#### Goal
Rewrite the listing below, replacing every "Target" with "Object label" and changing nothing else.

Pointing records for named objects
_ _ _ _ _ _ _

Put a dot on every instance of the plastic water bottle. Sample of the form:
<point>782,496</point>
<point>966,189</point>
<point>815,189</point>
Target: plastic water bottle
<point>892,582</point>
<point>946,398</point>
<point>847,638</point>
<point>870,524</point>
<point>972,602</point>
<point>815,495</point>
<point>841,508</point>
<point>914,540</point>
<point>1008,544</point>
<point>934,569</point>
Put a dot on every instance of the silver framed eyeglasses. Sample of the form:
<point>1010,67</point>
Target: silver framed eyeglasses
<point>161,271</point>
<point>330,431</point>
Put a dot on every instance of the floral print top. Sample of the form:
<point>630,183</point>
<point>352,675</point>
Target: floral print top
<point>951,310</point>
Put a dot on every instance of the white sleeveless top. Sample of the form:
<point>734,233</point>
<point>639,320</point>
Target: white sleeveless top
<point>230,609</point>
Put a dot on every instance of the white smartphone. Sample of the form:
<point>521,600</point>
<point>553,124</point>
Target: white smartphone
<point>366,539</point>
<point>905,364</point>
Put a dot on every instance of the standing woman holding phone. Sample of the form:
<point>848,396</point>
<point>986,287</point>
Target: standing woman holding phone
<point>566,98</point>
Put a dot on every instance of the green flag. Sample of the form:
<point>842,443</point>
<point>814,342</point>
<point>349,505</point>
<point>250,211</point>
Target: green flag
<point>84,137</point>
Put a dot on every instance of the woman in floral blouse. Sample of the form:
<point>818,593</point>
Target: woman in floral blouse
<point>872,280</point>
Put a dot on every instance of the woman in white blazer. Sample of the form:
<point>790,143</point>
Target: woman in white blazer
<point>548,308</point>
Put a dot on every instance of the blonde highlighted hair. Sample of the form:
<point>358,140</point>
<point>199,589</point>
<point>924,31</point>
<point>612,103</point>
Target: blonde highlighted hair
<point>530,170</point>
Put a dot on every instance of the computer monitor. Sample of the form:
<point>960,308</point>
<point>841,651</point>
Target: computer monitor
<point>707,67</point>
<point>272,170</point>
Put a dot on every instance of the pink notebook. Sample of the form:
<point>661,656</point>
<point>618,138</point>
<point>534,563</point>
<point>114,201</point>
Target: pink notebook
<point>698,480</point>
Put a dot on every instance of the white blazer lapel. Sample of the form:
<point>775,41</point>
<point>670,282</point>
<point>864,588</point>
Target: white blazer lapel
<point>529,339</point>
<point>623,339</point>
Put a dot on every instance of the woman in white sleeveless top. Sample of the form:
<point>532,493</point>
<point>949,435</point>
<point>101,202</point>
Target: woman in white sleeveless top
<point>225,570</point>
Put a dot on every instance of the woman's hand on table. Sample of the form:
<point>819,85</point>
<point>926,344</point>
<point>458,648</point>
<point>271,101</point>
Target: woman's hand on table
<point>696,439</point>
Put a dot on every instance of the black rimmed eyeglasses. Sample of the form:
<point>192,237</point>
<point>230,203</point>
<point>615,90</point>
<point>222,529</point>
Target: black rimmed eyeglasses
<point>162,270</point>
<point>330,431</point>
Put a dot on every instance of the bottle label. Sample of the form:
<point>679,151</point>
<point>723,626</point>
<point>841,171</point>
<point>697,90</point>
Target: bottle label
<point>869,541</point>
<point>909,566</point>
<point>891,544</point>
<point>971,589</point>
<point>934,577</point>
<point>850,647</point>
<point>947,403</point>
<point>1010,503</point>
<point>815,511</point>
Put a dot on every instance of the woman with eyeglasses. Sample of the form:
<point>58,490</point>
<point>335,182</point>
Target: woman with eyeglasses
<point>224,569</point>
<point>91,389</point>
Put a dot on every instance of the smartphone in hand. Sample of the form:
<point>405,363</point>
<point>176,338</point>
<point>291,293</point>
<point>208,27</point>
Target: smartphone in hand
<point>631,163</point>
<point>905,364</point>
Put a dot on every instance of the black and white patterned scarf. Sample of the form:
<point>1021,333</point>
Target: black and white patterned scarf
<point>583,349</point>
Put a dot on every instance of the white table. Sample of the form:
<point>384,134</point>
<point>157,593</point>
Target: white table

_ _ _ _ _ _ _

#### Answer below
Put a dot on every instance of the plastic water bottle. Sample of the form:
<point>782,496</point>
<point>966,189</point>
<point>815,189</point>
Object label: plastic water bottle
<point>892,582</point>
<point>946,398</point>
<point>847,638</point>
<point>870,524</point>
<point>972,602</point>
<point>815,495</point>
<point>841,508</point>
<point>914,540</point>
<point>1008,544</point>
<point>934,569</point>
Put a dot on every instance of the silver framed eyeglasses. Sample of the form:
<point>1010,67</point>
Object label: silver framed eyeglasses
<point>161,271</point>
<point>330,431</point>
Put a dot on every instance of the floral print top. Sample of the form:
<point>630,183</point>
<point>352,675</point>
Object label: floral print top
<point>951,310</point>
Put a dot on every instance of the white sleeveless top. Sample of the form:
<point>734,233</point>
<point>639,320</point>
Object label: white sleeveless top
<point>230,609</point>
Put a dot on every instance of the white smartphone. Sample of the form:
<point>521,600</point>
<point>553,124</point>
Object label: white smartphone
<point>366,539</point>
<point>905,364</point>
Put a dot on every instance of the standing woman holding phone. Sample of the form:
<point>848,396</point>
<point>986,287</point>
Object label: standing woman holding phone
<point>566,98</point>
Put a dot on every instance of the green flag. Sample of the form:
<point>842,443</point>
<point>814,342</point>
<point>349,505</point>
<point>250,211</point>
Object label: green flag
<point>84,137</point>
Put a dot on every instance of the woman in floral blouse. Sample of the form:
<point>818,593</point>
Object label: woman in floral blouse
<point>872,280</point>
Put a dot on every instance of the woman in white blazer. Sample of the form:
<point>790,143</point>
Object label: woman in white blazer
<point>548,308</point>
Put a dot on every instance of the blonde highlighted hair. Sample of the form:
<point>358,140</point>
<point>199,589</point>
<point>924,31</point>
<point>612,103</point>
Object label: blonde highlighted hair
<point>530,170</point>
Put a dot on every instance of the computer monitor. Sample of the form:
<point>960,308</point>
<point>841,651</point>
Object label: computer monitor
<point>707,67</point>
<point>272,170</point>
Put a dot on every instance of the pink notebook. Sample of the form:
<point>661,656</point>
<point>618,138</point>
<point>534,563</point>
<point>114,201</point>
Object label: pink notebook
<point>698,480</point>
Put a dot on every instance of the white blazer lapel. Sample of the form:
<point>775,41</point>
<point>670,282</point>
<point>864,588</point>
Object label: white blazer lapel
<point>529,339</point>
<point>623,339</point>
Put a dot on every instance of the woman in white sleeveless top. Sample of the form:
<point>532,493</point>
<point>949,435</point>
<point>101,202</point>
Object label: woman in white sleeveless top
<point>225,570</point>
Put a dot on every instance of the woman's hand on table. Sample of the form:
<point>819,85</point>
<point>926,344</point>
<point>458,648</point>
<point>271,101</point>
Object label: woman's hand on table
<point>696,439</point>
Put a dot on every instance of the black rimmed eyeglasses. Sample of the form:
<point>192,237</point>
<point>230,203</point>
<point>615,90</point>
<point>222,529</point>
Object label: black rimmed eyeglasses
<point>162,270</point>
<point>330,431</point>
Put a dot on every instance of the bottle label. Sample of the form:
<point>679,151</point>
<point>723,626</point>
<point>841,171</point>
<point>697,90</point>
Object label: bottle label
<point>869,541</point>
<point>909,566</point>
<point>891,544</point>
<point>971,589</point>
<point>934,577</point>
<point>850,647</point>
<point>947,403</point>
<point>1010,503</point>
<point>815,511</point>
Put a dot on every instance of the woman with eyeglasses. Sample of the form:
<point>58,490</point>
<point>335,182</point>
Object label: woman with eyeglasses
<point>224,569</point>
<point>91,389</point>
Put a dot on every instance of the smartphone in hand. Sample of the form:
<point>405,363</point>
<point>176,338</point>
<point>291,293</point>
<point>208,27</point>
Object label: smartphone in hand
<point>631,163</point>
<point>905,364</point>
Put a dot on every instance of the black and white patterned scarf. Sample of the form:
<point>1021,333</point>
Object label: black and white patterned scarf
<point>583,349</point>
Put a dot on every instance of the white table. Sample of the form:
<point>384,134</point>
<point>157,593</point>
Object label: white table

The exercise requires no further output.